To be done - Give the listing again in full, exactly as written.
━━ Dataset records ━━
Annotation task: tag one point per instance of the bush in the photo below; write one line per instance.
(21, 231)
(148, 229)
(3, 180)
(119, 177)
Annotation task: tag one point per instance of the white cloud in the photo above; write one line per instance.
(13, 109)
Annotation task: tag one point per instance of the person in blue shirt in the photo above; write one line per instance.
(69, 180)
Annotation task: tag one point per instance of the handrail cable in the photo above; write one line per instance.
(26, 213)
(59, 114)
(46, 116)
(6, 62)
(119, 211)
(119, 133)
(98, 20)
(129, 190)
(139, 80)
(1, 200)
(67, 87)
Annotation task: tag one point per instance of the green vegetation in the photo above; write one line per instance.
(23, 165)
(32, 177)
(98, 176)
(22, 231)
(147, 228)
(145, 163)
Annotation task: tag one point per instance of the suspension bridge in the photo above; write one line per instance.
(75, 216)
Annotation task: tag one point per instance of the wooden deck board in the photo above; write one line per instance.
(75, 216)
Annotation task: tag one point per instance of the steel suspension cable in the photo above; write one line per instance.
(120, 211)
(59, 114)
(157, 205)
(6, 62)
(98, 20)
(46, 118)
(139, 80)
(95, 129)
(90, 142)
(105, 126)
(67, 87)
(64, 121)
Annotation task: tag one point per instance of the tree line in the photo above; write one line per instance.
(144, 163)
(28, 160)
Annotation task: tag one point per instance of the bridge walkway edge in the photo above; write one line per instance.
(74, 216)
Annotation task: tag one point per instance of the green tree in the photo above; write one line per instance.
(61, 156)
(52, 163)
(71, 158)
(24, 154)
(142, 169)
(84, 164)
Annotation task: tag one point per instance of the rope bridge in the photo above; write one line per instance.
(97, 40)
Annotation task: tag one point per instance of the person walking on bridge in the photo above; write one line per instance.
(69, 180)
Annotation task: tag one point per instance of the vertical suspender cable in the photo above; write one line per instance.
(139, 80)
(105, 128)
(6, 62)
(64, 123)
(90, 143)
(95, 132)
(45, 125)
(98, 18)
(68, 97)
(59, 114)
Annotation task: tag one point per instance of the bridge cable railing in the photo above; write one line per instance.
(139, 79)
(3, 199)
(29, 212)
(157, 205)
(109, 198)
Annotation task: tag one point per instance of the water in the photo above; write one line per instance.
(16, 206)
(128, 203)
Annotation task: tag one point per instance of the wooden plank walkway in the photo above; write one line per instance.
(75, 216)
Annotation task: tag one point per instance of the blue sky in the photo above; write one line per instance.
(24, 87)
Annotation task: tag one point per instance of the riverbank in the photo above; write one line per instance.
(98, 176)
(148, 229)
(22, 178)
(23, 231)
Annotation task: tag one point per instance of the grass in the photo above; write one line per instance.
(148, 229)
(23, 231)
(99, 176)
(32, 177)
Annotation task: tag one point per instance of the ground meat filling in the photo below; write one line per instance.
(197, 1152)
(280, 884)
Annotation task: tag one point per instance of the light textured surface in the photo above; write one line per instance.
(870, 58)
━━━
Answer for this exercise -
Annotation task: tag one point per instance of the bush in the photo below; write one line per instance.
(21, 231)
(148, 229)
(3, 180)
(119, 177)
Annotation task: tag one point per instance of the white cloud in the photo above; write one line per instance.
(13, 109)
Annotation task: tag one point per instance of the person in blue shirt in the photo above; write one line per instance.
(69, 180)
Annotation task: tag one point per instance of the handrail cable in the photo above; write one line per instance.
(26, 213)
(59, 114)
(46, 116)
(6, 62)
(119, 211)
(119, 133)
(98, 20)
(129, 190)
(139, 80)
(1, 200)
(67, 87)
Annotation task: tag one point per instance of the green vegetation in the photo above; write one line per instance.
(23, 165)
(32, 177)
(98, 176)
(22, 231)
(147, 228)
(145, 163)
Annotation task: tag one point per instance of the suspension bridge in the photo above; write one line per instance.
(75, 216)
Annotation task: tag one point per instance of the wooden deck board in the photo above; write one line per instance.
(75, 216)
Annotation task: tag one point per instance of the steel suspension cable in the photo above; write one line per instance.
(120, 211)
(59, 114)
(157, 205)
(6, 62)
(98, 20)
(46, 118)
(139, 80)
(95, 129)
(90, 142)
(105, 126)
(67, 87)
(64, 121)
Annotation task: tag one point per instance of the tree line in the photo above; write one line per instance.
(144, 163)
(28, 160)
Annotation task: tag one point per instance of the bridge walkway edge in the photo above; write one line per instance.
(74, 216)
Annotation task: tag one point per instance of the green tree in the photo above; write one line per instance.
(61, 156)
(52, 163)
(71, 158)
(24, 154)
(142, 169)
(84, 164)
Annotation task: tag one point per instance of the rope bridge in the photo above; write one line per instance.
(97, 40)
Annotation task: tag one point per instance of the person walking on bridge in the photo above; write one line per instance.
(69, 180)
Annotation task: tag one point per instance of the vertical suspender cable in the photo above; write one line per instance.
(139, 80)
(105, 128)
(6, 62)
(64, 123)
(90, 143)
(95, 132)
(45, 125)
(98, 18)
(68, 97)
(59, 114)
Annotation task: tag one point per instance of the bridge cable railing in the photo above; write one line per instance.
(139, 79)
(3, 199)
(29, 212)
(157, 205)
(109, 198)
Annotation task: tag one point per instance of the water in the photo above; write one line per instance.
(16, 206)
(128, 203)
Annotation task: tag one point per instance of the wooden plank walkway in the photo above; write one line per instance.
(75, 216)
Annotation task: tag one point per instance of the blue sky in the photo above; write one line per instance.
(24, 87)
Annotation task: tag one point per instance of the riverbank in the photo above; write one line per instance.
(98, 176)
(148, 229)
(22, 178)
(23, 231)
Annotation task: tag one point per instance of the grass in the photo above; write one line per instance.
(148, 229)
(23, 231)
(99, 176)
(32, 177)
Annotation task: tag one point per instance of the ground meat filling in the photo below; write one line per instance.
(197, 1152)
(280, 884)
Annotation task: tag one point per instance of the light textured surface in the photo above; write one line per instance.
(870, 58)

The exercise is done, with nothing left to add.